**TASK DETAILS**
Reproduce each of the entries below verbatim, omitting the pictures.

**AVAILABLE RECORDS**
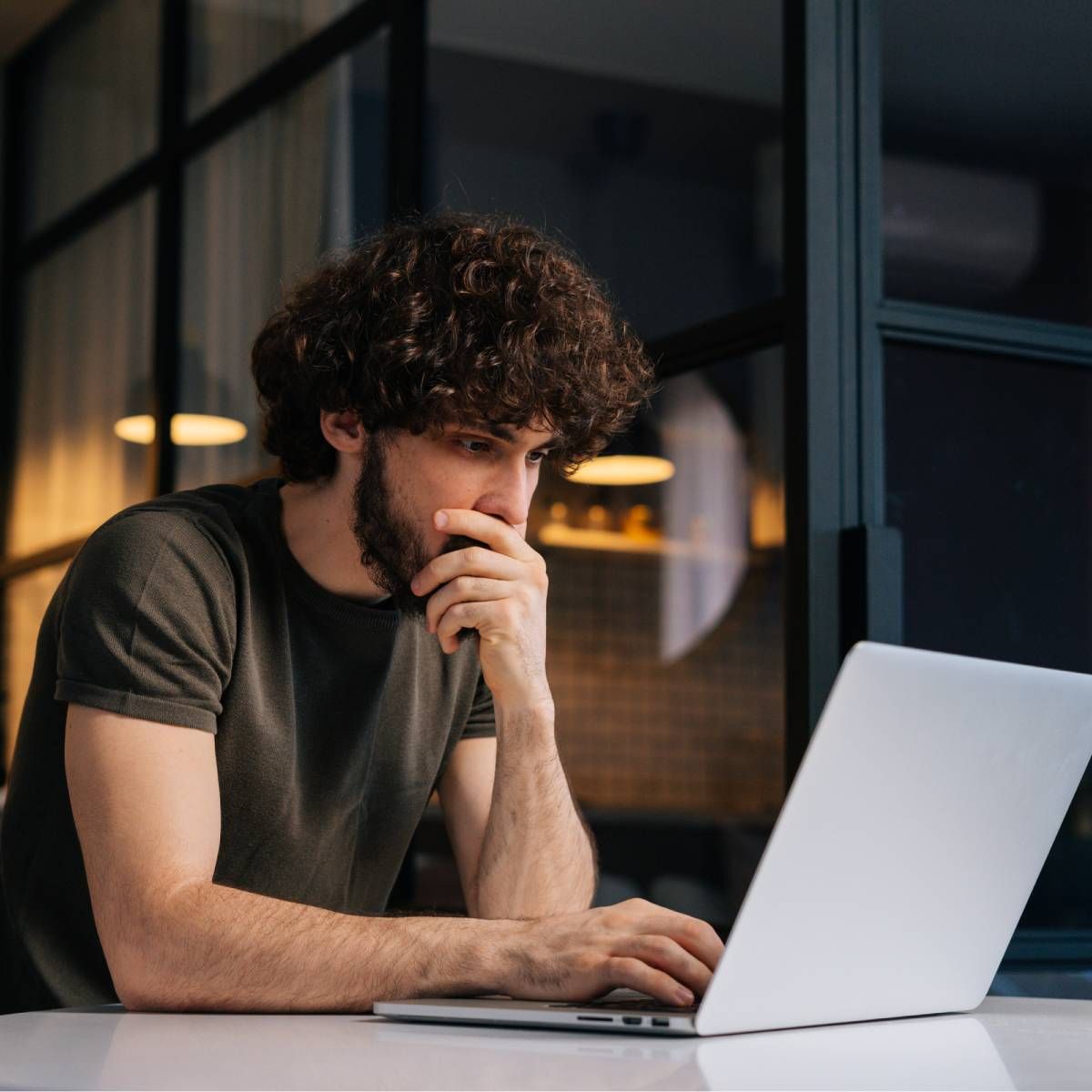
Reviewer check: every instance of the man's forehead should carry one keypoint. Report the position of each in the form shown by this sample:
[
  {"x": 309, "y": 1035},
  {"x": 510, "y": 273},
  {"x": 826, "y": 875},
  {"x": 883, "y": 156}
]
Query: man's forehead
[{"x": 532, "y": 434}]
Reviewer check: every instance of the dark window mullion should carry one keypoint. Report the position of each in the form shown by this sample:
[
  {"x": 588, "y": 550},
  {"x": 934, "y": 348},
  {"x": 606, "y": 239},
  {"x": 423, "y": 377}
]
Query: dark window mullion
[
  {"x": 270, "y": 86},
  {"x": 984, "y": 332},
  {"x": 168, "y": 235},
  {"x": 718, "y": 339}
]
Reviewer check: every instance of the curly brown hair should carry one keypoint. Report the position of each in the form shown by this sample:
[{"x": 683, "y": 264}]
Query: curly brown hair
[{"x": 448, "y": 318}]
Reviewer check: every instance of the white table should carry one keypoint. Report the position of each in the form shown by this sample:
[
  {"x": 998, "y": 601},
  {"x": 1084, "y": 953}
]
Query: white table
[{"x": 1007, "y": 1043}]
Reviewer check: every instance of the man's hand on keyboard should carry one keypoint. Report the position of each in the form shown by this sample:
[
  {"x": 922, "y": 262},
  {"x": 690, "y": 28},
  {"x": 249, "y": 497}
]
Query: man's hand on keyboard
[{"x": 634, "y": 944}]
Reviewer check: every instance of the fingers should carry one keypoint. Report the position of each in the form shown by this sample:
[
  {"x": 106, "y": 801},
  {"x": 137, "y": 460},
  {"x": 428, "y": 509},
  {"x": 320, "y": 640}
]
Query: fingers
[
  {"x": 670, "y": 956},
  {"x": 474, "y": 561},
  {"x": 636, "y": 975},
  {"x": 697, "y": 937},
  {"x": 489, "y": 529}
]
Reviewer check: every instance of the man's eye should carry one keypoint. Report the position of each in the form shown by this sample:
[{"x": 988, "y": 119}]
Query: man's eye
[{"x": 468, "y": 443}]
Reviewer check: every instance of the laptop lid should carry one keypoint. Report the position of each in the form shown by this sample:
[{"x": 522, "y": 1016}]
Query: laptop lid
[{"x": 910, "y": 841}]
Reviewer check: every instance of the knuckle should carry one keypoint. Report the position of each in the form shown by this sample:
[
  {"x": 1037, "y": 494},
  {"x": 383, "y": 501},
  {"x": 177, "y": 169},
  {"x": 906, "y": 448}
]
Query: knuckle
[{"x": 658, "y": 945}]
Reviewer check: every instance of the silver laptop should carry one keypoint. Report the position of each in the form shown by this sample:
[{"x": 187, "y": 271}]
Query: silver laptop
[{"x": 920, "y": 819}]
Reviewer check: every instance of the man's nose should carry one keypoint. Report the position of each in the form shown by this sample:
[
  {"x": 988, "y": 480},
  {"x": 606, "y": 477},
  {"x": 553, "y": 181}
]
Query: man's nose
[{"x": 511, "y": 498}]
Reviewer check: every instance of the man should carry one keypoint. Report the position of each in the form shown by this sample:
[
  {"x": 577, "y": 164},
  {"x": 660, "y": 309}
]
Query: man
[{"x": 244, "y": 697}]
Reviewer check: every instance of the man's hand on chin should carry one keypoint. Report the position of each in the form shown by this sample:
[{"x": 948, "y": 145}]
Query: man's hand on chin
[{"x": 501, "y": 593}]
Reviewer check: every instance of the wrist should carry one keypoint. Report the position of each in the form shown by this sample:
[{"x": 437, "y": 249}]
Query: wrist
[
  {"x": 506, "y": 955},
  {"x": 527, "y": 715}
]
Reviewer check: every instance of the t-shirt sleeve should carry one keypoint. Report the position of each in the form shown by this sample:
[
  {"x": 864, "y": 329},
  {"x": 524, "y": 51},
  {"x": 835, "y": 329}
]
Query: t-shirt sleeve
[
  {"x": 481, "y": 720},
  {"x": 147, "y": 626}
]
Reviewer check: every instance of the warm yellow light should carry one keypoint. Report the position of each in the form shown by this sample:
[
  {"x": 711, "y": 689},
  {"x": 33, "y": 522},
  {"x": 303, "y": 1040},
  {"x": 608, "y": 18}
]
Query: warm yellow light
[
  {"x": 623, "y": 470},
  {"x": 187, "y": 430}
]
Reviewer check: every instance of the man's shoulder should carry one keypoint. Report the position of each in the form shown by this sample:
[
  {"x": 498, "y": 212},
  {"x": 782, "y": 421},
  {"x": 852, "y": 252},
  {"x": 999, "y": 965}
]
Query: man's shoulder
[{"x": 207, "y": 524}]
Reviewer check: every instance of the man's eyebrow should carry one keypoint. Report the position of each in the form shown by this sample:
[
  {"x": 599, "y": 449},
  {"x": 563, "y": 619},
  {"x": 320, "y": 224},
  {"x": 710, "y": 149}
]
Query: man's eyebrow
[{"x": 502, "y": 432}]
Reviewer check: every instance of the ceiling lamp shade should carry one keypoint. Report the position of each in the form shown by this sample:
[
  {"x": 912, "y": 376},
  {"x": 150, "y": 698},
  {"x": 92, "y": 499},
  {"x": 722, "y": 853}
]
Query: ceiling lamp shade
[
  {"x": 633, "y": 458},
  {"x": 187, "y": 430},
  {"x": 623, "y": 470}
]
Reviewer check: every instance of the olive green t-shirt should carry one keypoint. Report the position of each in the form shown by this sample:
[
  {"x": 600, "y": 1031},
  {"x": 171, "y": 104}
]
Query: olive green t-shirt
[{"x": 333, "y": 720}]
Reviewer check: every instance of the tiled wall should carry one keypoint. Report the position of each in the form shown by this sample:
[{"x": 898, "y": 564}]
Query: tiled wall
[{"x": 703, "y": 735}]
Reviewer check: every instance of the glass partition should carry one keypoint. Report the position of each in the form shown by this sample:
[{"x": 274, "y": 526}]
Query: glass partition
[
  {"x": 650, "y": 141},
  {"x": 92, "y": 104},
  {"x": 261, "y": 206},
  {"x": 86, "y": 361},
  {"x": 997, "y": 530},
  {"x": 232, "y": 41},
  {"x": 987, "y": 114},
  {"x": 666, "y": 632}
]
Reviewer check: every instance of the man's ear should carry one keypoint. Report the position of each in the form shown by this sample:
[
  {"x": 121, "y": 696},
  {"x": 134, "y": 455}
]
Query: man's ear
[{"x": 343, "y": 430}]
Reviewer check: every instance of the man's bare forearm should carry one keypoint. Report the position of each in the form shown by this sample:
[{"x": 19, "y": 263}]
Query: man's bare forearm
[
  {"x": 538, "y": 856},
  {"x": 213, "y": 948}
]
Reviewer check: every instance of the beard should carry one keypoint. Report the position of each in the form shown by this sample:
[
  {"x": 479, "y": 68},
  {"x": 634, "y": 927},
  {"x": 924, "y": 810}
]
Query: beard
[{"x": 392, "y": 550}]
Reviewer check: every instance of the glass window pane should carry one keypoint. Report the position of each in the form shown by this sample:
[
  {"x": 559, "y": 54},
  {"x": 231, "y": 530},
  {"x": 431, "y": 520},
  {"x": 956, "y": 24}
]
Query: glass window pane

**WRITTEN SOLUTION**
Reviewer check: every instance of the man's forehead should carry one keypoint. Report the position of each in the form shown by this sample:
[
  {"x": 309, "y": 1035},
  {"x": 510, "y": 273},
  {"x": 826, "y": 875},
  {"x": 883, "y": 156}
]
Query: man's forehead
[{"x": 532, "y": 434}]
Reviewer check: every instance of the dark window mullion should carry one keypoint. Report the position of each in the form shown by this sample:
[
  {"x": 588, "y": 550},
  {"x": 934, "y": 348},
  {"x": 606, "y": 239},
  {"x": 423, "y": 377}
]
Query: dark window mullion
[
  {"x": 270, "y": 86},
  {"x": 984, "y": 332},
  {"x": 168, "y": 235},
  {"x": 718, "y": 339}
]
Reviewer check: every instance of the curly brown hair should carry one keypoint. Report the position of each in the form shown by this sample:
[{"x": 683, "y": 264}]
Query: curly brown hair
[{"x": 448, "y": 318}]
Reviewer check: every instance of the white table should carry one keypoint. Report the position of each in the form shown by this sample:
[
  {"x": 998, "y": 601},
  {"x": 1084, "y": 953}
]
Query: white table
[{"x": 1007, "y": 1043}]
Reviewer check: every instance of the man's hand on keyboard should carry one keypoint. Report the position of each in the form shown by this sample:
[
  {"x": 922, "y": 262},
  {"x": 690, "y": 28},
  {"x": 249, "y": 497}
]
Query: man's hand on keyboard
[{"x": 634, "y": 944}]
Reviewer check: every instance of the fingers should carry one keypoint. Report the position of each in the form shown by this sample:
[
  {"x": 106, "y": 801},
  {"x": 137, "y": 460},
  {"x": 428, "y": 509},
  {"x": 320, "y": 640}
]
Query: fingers
[
  {"x": 670, "y": 956},
  {"x": 474, "y": 561},
  {"x": 636, "y": 975},
  {"x": 697, "y": 937},
  {"x": 489, "y": 529}
]
Reviewer check: every instance of the man's eye should carry one keypoint. Report the position of each in the form shown by this sample:
[{"x": 988, "y": 119}]
Query: man's eye
[{"x": 468, "y": 443}]
Reviewer check: every instance of the laptop lid should carry one keypoint. Report the position of each in the form shown by this sample:
[{"x": 522, "y": 1016}]
Query: laptop lid
[{"x": 910, "y": 841}]
Reviewer check: every instance of the knuckle should carry one keypoint. Report the position of each in the form shown by this sample:
[
  {"x": 1037, "y": 494},
  {"x": 383, "y": 501},
  {"x": 177, "y": 169},
  {"x": 906, "y": 448}
]
Query: knuckle
[{"x": 658, "y": 945}]
Reviewer check: every instance of the silver laptop should carry one keypoint. Report the position of each in the form shown by this sample:
[{"x": 187, "y": 271}]
Query: silver laptop
[{"x": 920, "y": 819}]
Reviewer check: every instance of the man's nose should carry one keypoint. Report the position of each in the form shown by this sample:
[
  {"x": 988, "y": 480},
  {"x": 606, "y": 477},
  {"x": 553, "y": 181}
]
Query: man's nose
[{"x": 511, "y": 498}]
Reviewer check: every instance of the man should carry one keypoint. Report the position of each in the form shown by this sample:
[
  {"x": 577, "y": 164},
  {"x": 660, "y": 309}
]
Query: man
[{"x": 244, "y": 697}]
Reviewer check: every instance of the man's hand on chin should carry one keypoint. Report the position of each in the form shown by this sample:
[{"x": 948, "y": 145}]
Query: man's hand on chin
[{"x": 501, "y": 593}]
Reviewer check: every instance of the wrist should carry one keypoint. Report the position of each in the form shown by this sample:
[{"x": 437, "y": 249}]
Query: wrist
[
  {"x": 506, "y": 955},
  {"x": 527, "y": 715}
]
Reviewer check: every instance of the t-shirt sleeve should carry one keypoint. Report the position of each in the form shown by this sample:
[
  {"x": 864, "y": 329},
  {"x": 524, "y": 51},
  {"x": 835, "y": 329}
]
Query: t-shirt sleeve
[
  {"x": 481, "y": 720},
  {"x": 147, "y": 626}
]
Reviewer check: every instance of the warm yellow light should carry one keypoint. Report the position of each in the form shown by this sample:
[
  {"x": 711, "y": 689},
  {"x": 33, "y": 522},
  {"x": 303, "y": 1040},
  {"x": 608, "y": 18}
]
Query: warm yellow light
[
  {"x": 623, "y": 470},
  {"x": 187, "y": 430}
]
Reviewer check: every instance of the man's shoulder should carry one keypoint. Report the position of each in the form shown by this sample:
[
  {"x": 498, "y": 212},
  {"x": 782, "y": 421},
  {"x": 852, "y": 252},
  {"x": 999, "y": 965}
]
Query: man's shoulder
[{"x": 207, "y": 524}]
Reviewer check: every instance of the man's eyebrow should carry one keypoint. Report the position of each in the form shown by this sample:
[
  {"x": 599, "y": 449},
  {"x": 563, "y": 619},
  {"x": 320, "y": 224},
  {"x": 710, "y": 149}
]
Query: man's eyebrow
[{"x": 502, "y": 432}]
Reviewer check: every instance of the ceiling lamp shade should carry one keypoint. Report the position of each in the form shown by this sample:
[
  {"x": 912, "y": 376},
  {"x": 150, "y": 698},
  {"x": 92, "y": 499},
  {"x": 722, "y": 853}
]
Query: ceiling lamp shade
[
  {"x": 633, "y": 458},
  {"x": 187, "y": 430},
  {"x": 623, "y": 470}
]
Reviewer check: every instance of the olive green t-shirt should carry one keypoint. Report the position of each in the form shown by this sample:
[
  {"x": 600, "y": 1031},
  {"x": 171, "y": 104}
]
Query: olive green t-shirt
[{"x": 333, "y": 720}]
Reviewer check: every instance of the tiled wall should carry one keypoint. Report the position of each in the form shown by this sample:
[{"x": 898, "y": 564}]
Query: tiled wall
[{"x": 703, "y": 735}]
Reviewer check: every instance of the glass partition should carry one keypoint. Report the position of each in the form shown by this sample:
[{"x": 274, "y": 526}]
Query: glass partition
[
  {"x": 650, "y": 141},
  {"x": 92, "y": 104},
  {"x": 261, "y": 206},
  {"x": 86, "y": 361},
  {"x": 997, "y": 530},
  {"x": 232, "y": 41},
  {"x": 987, "y": 114},
  {"x": 666, "y": 632}
]
Reviewer check: every instance of the man's ear should carry one keypoint. Report the position of each in the form shown by this sample:
[
  {"x": 121, "y": 696},
  {"x": 134, "y": 455}
]
Query: man's ear
[{"x": 343, "y": 430}]
Reviewer check: every instance of the man's bare forearm should carry one keypoint. Report the position of each in the form shown by this sample:
[{"x": 19, "y": 263}]
Query: man's bare forearm
[
  {"x": 538, "y": 856},
  {"x": 213, "y": 948}
]
Reviewer check: every instance of the beard should carry one keypoint. Report the position of each in the form shown by this sample:
[
  {"x": 479, "y": 68},
  {"x": 634, "y": 927},
  {"x": 924, "y": 810}
]
Query: beard
[{"x": 392, "y": 550}]
Reviewer check: every instance of the glass window pane should carry one keypoint. Report the position of each in the form shown by this sample:
[
  {"x": 559, "y": 54},
  {"x": 231, "y": 530},
  {"x": 431, "y": 520},
  {"x": 956, "y": 24}
]
Query: glass window pane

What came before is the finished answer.